=== Excerpt provided ===
%%

Even in desktop systems with shared local memory (integrated graphics) you will not typically see use of coherent accesses for the bulk of graphics, they still use uncached/write combined memory.

John.
 
Sure, you can construct scenarios where it's a net win but in most real graphics use cases it isn't, either in overall system performance or power consumption (e.g. to snoop an L1 cache you may be bringing quiet a lot of silicone out of a low power state).

It most likely won't be going to L1. For ARM systems, the L2 cache is considered a "system cache" accessed by the CPU as an external device. Likely these coherency protocols apply only to the L2 where it can act as a coherent on-chip scratch buffer. The L1 and L0 are usually tightly coupled with the CPU itself. There is the potential for a GPU to accidentally snoop to a matching L1 set, but if the code is written right, the CPU and GPU working spaces should always be in different pools.

It makes even less sense when you're already trying to feed multiple CPU cores from that cache infrastructure, stuffing high BW GPU traffic through it is just going to kill your CPU performance.

It actually makes perfect sense if it only applied to the L2 (which, when coded right, it should). Since all cores (not just the CPU, but other co-processors) share the L2 cache.

IMO this stuff only really starts to work consistently when you have a proper shared memory hierarchy, for example a large shared cache or shared memory buffers as you then remove the need for snooping as accesses are inherently coherent.

Like the L2 cache on these SoC's :)

Even in desktop systems with shared local memory (integrated graphics) you will not typically see use of coherent accesses for the bulk of graphics, they still use uncached/write combined memory..

That's mostly because the bus in desktops are orders of magnitudes slower than any of the endpoint device's ability to read/write it and also that memory bandwidth almost always matches bus bandwidth.

%%

=== Items listed in a dataset ===
%%

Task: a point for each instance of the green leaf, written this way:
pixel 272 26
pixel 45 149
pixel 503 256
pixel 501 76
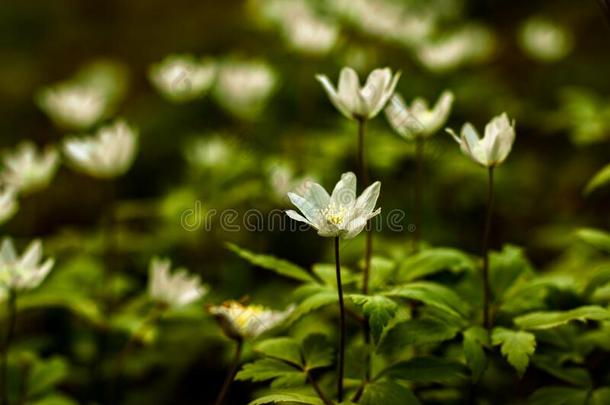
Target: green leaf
pixel 285 348
pixel 559 396
pixel 378 310
pixel 291 397
pixel 600 179
pixel 317 351
pixel 595 237
pixel 425 330
pixel 546 320
pixel 426 370
pixel 282 267
pixel 475 338
pixel 388 392
pixel 431 294
pixel 516 346
pixel 431 261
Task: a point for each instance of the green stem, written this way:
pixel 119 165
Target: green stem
pixel 486 285
pixel 11 306
pixel 341 324
pixel 231 374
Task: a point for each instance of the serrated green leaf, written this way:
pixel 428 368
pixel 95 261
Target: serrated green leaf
pixel 426 370
pixel 377 309
pixel 595 237
pixel 516 346
pixel 279 266
pixel 388 392
pixel 600 179
pixel 317 351
pixel 283 348
pixel 559 396
pixel 431 261
pixel 431 294
pixel 475 338
pixel 551 319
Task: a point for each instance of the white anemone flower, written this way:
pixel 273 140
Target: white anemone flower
pixel 494 147
pixel 418 120
pixel 182 78
pixel 340 214
pixel 8 204
pixel 357 102
pixel 25 272
pixel 174 290
pixel 240 321
pixel 110 153
pixel 28 170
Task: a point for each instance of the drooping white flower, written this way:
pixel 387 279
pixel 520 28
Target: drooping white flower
pixel 357 102
pixel 28 170
pixel 418 120
pixel 240 321
pixel 107 154
pixel 494 147
pixel 8 204
pixel 340 214
pixel 183 77
pixel 25 272
pixel 175 290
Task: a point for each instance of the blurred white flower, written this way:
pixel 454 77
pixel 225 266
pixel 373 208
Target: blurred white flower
pixel 494 147
pixel 25 272
pixel 357 102
pixel 28 170
pixel 418 120
pixel 8 204
pixel 175 290
pixel 240 321
pixel 340 214
pixel 183 77
pixel 545 40
pixel 109 153
pixel 243 88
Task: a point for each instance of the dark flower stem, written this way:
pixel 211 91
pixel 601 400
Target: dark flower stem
pixel 11 306
pixel 341 324
pixel 232 372
pixel 486 285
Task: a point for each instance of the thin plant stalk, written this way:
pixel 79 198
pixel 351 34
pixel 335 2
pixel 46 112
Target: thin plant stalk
pixel 11 306
pixel 342 329
pixel 486 285
pixel 231 374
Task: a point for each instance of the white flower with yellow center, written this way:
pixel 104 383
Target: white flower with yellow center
pixel 240 321
pixel 340 214
pixel 110 153
pixel 418 120
pixel 183 77
pixel 28 170
pixel 175 290
pixel 494 147
pixel 357 102
pixel 25 272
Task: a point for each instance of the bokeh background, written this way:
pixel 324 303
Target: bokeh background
pixel 547 64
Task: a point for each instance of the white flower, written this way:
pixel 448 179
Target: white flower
pixel 175 290
pixel 25 272
pixel 418 120
pixel 8 204
pixel 28 170
pixel 495 145
pixel 340 214
pixel 357 102
pixel 108 154
pixel 240 321
pixel 183 77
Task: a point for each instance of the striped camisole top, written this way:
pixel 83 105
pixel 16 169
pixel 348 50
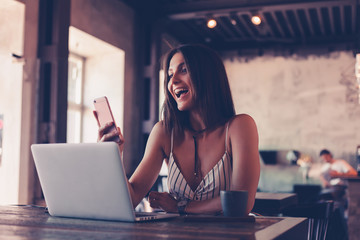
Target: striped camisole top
pixel 217 179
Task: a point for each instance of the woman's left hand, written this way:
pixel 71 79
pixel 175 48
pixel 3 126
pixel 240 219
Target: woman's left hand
pixel 163 200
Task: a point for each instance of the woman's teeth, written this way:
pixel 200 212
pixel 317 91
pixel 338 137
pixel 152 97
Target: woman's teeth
pixel 181 91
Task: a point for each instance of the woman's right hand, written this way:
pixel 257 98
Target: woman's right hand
pixel 105 134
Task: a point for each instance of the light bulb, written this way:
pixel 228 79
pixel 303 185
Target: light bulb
pixel 211 23
pixel 256 20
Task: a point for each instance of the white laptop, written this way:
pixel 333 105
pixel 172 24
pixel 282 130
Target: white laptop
pixel 86 180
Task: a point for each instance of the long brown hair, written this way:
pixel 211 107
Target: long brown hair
pixel 211 88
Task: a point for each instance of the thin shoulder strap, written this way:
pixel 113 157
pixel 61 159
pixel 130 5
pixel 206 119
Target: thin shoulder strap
pixel 172 140
pixel 226 134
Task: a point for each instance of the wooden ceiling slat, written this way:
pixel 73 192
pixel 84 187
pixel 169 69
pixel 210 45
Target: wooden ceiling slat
pixel 273 25
pixel 292 22
pixel 247 21
pixel 283 24
pixel 225 23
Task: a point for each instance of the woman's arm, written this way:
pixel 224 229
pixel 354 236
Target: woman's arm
pixel 245 154
pixel 148 170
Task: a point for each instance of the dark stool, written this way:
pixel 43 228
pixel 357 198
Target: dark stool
pixel 318 215
pixel 307 193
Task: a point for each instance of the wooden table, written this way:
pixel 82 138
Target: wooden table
pixel 273 203
pixel 28 222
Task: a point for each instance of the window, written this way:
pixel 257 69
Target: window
pixel 75 103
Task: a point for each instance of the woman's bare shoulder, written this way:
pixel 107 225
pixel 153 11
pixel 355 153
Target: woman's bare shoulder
pixel 242 121
pixel 159 130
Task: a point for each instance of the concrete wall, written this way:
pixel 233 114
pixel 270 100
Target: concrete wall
pixel 303 103
pixel 11 41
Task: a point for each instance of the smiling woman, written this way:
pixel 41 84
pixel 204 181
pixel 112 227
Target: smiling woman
pixel 206 146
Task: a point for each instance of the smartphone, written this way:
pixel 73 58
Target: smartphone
pixel 104 114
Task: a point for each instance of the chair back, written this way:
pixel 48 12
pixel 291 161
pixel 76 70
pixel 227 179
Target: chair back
pixel 318 214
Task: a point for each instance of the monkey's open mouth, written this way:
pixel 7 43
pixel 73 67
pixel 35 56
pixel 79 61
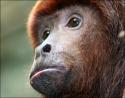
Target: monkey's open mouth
pixel 48 81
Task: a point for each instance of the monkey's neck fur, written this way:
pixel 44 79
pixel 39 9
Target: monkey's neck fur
pixel 110 84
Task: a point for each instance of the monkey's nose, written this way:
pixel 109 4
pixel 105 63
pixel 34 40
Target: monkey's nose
pixel 47 48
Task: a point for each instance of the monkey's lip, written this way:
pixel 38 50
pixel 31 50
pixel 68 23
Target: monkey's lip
pixel 48 79
pixel 44 71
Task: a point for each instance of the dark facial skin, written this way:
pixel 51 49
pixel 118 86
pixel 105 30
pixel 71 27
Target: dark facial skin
pixel 75 55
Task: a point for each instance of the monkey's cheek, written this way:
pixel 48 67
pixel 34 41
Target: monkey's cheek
pixel 48 82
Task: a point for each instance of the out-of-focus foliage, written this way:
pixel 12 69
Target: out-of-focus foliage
pixel 16 52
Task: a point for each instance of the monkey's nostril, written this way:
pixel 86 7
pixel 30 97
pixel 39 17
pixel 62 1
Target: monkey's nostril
pixel 37 54
pixel 47 48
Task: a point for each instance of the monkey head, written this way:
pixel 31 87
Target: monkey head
pixel 75 47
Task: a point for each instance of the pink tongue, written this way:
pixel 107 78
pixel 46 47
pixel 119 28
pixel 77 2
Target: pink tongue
pixel 37 74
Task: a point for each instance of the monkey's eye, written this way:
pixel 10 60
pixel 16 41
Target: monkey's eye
pixel 74 22
pixel 45 34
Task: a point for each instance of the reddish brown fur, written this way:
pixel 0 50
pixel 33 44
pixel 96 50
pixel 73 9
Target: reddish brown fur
pixel 48 7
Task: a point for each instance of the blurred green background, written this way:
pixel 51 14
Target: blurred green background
pixel 16 52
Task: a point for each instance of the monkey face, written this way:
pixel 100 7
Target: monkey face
pixel 66 40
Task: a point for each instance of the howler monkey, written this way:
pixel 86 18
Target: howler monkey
pixel 79 48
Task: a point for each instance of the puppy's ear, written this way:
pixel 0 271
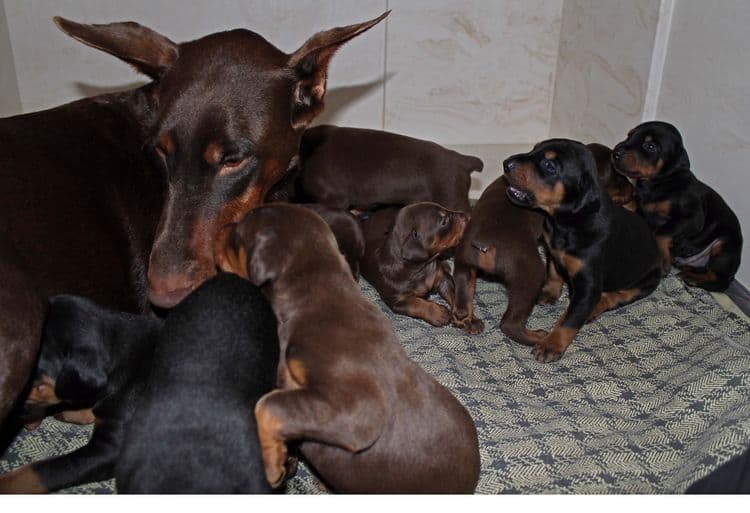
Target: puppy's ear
pixel 310 65
pixel 588 195
pixel 414 249
pixel 83 375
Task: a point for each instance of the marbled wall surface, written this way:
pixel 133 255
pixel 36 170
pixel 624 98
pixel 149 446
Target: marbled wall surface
pixel 471 71
pixel 603 68
pixel 53 68
pixel 706 94
pixel 10 100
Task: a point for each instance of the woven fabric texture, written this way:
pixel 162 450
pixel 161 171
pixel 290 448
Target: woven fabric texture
pixel 648 399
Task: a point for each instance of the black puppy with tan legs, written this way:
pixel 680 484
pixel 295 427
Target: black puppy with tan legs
pixel 694 227
pixel 189 385
pixel 402 247
pixel 366 417
pixel 606 254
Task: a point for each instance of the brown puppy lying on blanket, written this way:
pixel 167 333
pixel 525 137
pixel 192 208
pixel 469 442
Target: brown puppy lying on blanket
pixel 368 419
pixel 352 167
pixel 402 247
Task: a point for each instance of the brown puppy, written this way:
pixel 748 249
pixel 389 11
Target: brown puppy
pixel 352 167
pixel 348 233
pixel 402 247
pixel 501 240
pixel 368 419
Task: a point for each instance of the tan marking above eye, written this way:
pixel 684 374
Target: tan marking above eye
pixel 213 154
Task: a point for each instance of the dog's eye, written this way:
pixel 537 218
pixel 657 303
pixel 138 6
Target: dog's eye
pixel 549 165
pixel 231 163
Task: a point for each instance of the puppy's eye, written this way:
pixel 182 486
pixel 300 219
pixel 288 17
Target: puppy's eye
pixel 549 165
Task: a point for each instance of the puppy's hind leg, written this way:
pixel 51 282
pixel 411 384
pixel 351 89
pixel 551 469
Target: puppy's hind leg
pixel 339 418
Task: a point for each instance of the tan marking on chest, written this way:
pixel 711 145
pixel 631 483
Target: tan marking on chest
pixel 570 263
pixel 663 208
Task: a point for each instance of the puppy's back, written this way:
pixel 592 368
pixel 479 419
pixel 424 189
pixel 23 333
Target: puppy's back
pixel 194 430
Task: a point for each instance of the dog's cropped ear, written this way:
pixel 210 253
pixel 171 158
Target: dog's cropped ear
pixel 83 375
pixel 310 65
pixel 148 51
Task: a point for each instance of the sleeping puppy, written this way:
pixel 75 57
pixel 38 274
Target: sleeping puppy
pixel 694 228
pixel 402 247
pixel 193 430
pixel 606 254
pixel 358 168
pixel 367 418
pixel 348 233
pixel 214 357
pixel 89 357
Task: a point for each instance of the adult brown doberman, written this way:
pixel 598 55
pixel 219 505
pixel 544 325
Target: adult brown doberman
pixel 118 197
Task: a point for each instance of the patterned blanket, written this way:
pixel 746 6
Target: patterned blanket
pixel 648 398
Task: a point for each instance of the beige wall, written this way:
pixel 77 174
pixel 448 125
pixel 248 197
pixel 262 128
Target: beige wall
pixel 706 94
pixel 603 68
pixel 10 101
pixel 436 69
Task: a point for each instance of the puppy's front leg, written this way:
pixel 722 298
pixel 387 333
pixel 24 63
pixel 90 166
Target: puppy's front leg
pixel 462 308
pixel 337 417
pixel 585 292
pixel 419 308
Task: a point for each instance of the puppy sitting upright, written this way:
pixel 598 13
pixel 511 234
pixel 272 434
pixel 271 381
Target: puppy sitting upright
pixel 402 247
pixel 368 419
pixel 694 227
pixel 606 254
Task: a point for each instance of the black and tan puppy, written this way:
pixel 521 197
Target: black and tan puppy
pixel 191 385
pixel 617 186
pixel 501 241
pixel 193 430
pixel 357 168
pixel 606 254
pixel 402 250
pixel 694 228
pixel 367 418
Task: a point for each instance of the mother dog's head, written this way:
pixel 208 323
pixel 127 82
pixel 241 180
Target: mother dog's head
pixel 225 117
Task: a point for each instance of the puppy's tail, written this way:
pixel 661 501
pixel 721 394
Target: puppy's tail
pixel 472 164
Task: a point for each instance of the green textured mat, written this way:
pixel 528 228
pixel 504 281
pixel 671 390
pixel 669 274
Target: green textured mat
pixel 648 399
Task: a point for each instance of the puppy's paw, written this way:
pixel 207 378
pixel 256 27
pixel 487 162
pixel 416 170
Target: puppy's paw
pixel 545 354
pixel 471 325
pixel 440 316
pixel 549 295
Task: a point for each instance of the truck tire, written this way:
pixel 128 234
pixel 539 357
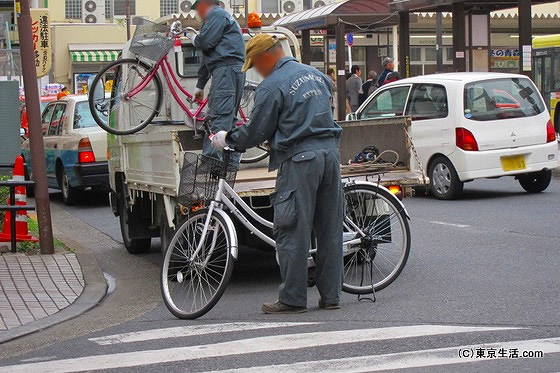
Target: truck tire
pixel 444 181
pixel 132 245
pixel 70 194
pixel 535 182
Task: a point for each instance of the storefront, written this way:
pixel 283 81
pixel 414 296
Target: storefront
pixel 85 63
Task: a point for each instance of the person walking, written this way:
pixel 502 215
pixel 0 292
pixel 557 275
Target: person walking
pixel 388 65
pixel 368 87
pixel 292 111
pixel 223 53
pixel 353 88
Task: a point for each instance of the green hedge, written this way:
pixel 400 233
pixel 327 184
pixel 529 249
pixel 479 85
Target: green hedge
pixel 4 194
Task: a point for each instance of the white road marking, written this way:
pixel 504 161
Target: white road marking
pixel 240 347
pixel 189 331
pixel 450 224
pixel 404 360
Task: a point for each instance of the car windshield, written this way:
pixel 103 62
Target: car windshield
pixel 502 99
pixel 83 117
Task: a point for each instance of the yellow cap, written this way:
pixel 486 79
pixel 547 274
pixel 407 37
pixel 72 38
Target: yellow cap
pixel 257 45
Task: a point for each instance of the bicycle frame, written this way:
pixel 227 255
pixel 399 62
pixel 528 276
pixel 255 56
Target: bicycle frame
pixel 225 194
pixel 173 83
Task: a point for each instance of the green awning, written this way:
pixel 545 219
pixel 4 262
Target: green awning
pixel 94 56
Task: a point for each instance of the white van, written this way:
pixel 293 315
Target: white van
pixel 468 126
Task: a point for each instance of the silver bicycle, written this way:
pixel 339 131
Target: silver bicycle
pixel 199 260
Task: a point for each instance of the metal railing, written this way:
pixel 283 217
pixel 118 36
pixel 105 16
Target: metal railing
pixel 12 207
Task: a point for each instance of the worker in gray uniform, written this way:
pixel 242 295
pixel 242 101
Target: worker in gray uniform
pixel 223 53
pixel 293 113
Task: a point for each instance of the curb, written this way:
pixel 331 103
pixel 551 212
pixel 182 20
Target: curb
pixel 94 291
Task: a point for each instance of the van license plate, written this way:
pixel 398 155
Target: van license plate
pixel 514 163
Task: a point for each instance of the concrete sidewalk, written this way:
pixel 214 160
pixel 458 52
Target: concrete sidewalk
pixel 34 287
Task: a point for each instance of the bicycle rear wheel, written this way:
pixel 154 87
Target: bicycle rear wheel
pixel 191 286
pixel 380 257
pixel 125 112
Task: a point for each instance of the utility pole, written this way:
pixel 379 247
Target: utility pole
pixel 246 9
pixel 127 5
pixel 439 42
pixel 35 132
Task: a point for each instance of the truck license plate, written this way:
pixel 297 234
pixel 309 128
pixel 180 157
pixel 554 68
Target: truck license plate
pixel 513 163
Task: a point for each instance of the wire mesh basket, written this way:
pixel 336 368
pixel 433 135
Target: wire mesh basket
pixel 200 176
pixel 150 40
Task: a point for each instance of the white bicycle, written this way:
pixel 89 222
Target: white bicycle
pixel 199 260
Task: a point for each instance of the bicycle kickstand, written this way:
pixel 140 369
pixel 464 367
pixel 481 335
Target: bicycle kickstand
pixel 360 296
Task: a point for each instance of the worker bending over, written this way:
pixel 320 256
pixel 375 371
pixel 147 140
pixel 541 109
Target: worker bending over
pixel 293 113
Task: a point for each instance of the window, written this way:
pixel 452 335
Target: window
pixel 56 122
pixel 167 7
pixel 428 101
pixel 269 6
pixel 46 118
pixel 502 99
pixel 119 7
pixel 83 117
pixel 73 9
pixel 387 103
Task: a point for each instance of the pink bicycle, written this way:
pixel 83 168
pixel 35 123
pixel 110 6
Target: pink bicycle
pixel 137 90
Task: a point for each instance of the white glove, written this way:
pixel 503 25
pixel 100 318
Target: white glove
pixel 219 140
pixel 192 36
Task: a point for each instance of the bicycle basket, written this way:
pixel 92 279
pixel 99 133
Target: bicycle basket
pixel 200 176
pixel 150 40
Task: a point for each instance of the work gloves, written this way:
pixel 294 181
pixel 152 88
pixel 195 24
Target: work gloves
pixel 219 140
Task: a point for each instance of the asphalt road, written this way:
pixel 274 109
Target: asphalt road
pixel 482 274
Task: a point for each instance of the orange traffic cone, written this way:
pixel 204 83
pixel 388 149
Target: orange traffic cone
pixel 22 231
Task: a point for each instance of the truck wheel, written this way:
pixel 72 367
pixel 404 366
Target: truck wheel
pixel 69 193
pixel 535 182
pixel 132 245
pixel 444 181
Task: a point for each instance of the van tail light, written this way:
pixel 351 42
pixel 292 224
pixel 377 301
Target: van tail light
pixel 465 140
pixel 550 132
pixel 85 151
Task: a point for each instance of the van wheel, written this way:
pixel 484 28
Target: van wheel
pixel 444 181
pixel 535 182
pixel 132 245
pixel 69 193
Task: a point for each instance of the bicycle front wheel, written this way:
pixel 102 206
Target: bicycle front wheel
pixel 192 284
pixel 134 101
pixel 380 256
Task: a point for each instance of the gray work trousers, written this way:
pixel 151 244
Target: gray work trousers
pixel 226 91
pixel 309 199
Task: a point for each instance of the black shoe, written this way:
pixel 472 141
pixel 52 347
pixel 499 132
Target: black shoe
pixel 281 308
pixel 328 306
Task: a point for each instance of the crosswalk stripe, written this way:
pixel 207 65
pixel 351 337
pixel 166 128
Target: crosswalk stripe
pixel 240 347
pixel 403 360
pixel 193 330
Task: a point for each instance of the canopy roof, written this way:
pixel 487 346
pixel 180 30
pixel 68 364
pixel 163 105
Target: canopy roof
pixel 446 5
pixel 357 14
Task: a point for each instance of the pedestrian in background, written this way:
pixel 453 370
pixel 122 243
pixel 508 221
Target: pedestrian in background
pixel 368 87
pixel 292 112
pixel 389 66
pixel 223 53
pixel 353 87
pixel 392 77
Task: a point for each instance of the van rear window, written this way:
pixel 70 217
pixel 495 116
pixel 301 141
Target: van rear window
pixel 502 99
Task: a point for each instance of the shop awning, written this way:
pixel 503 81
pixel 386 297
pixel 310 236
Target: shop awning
pixel 94 56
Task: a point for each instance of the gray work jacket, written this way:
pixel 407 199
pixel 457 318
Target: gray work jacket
pixel 221 42
pixel 292 111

%%

=== Instruction 1 ===
Retype the portion of the cache coherency thread between "It actually makes" and "the L2 cache.", inclusive.
=== Instruction 2 ===
Summarize the cache coherency thread in two sentences.
The lines are not needed for this work.

=== Expected answer 1 ===
It actually makes perfect sense if it only applied to the L2 (which, when coded right, it should). Since all cores (not just the CPU, but other co-processors) share the L2 cache.

=== Expected answer 2 ===
The thread debates whether coherent CPU-GPU accesses make sense for graphics, with one side arguing that snooping caches rarely pays off in system performance or power and that even integrated desktop graphics mostly use uncached or write-combined memory. The other side replies that on ARM systems coherency likely applies only to the L2 cache, which all cores share and which can act as a coherent on-chip scratch buffer, and attributes the desktop practice to slow buses whose bandwidth almost always matches memory bandwidth.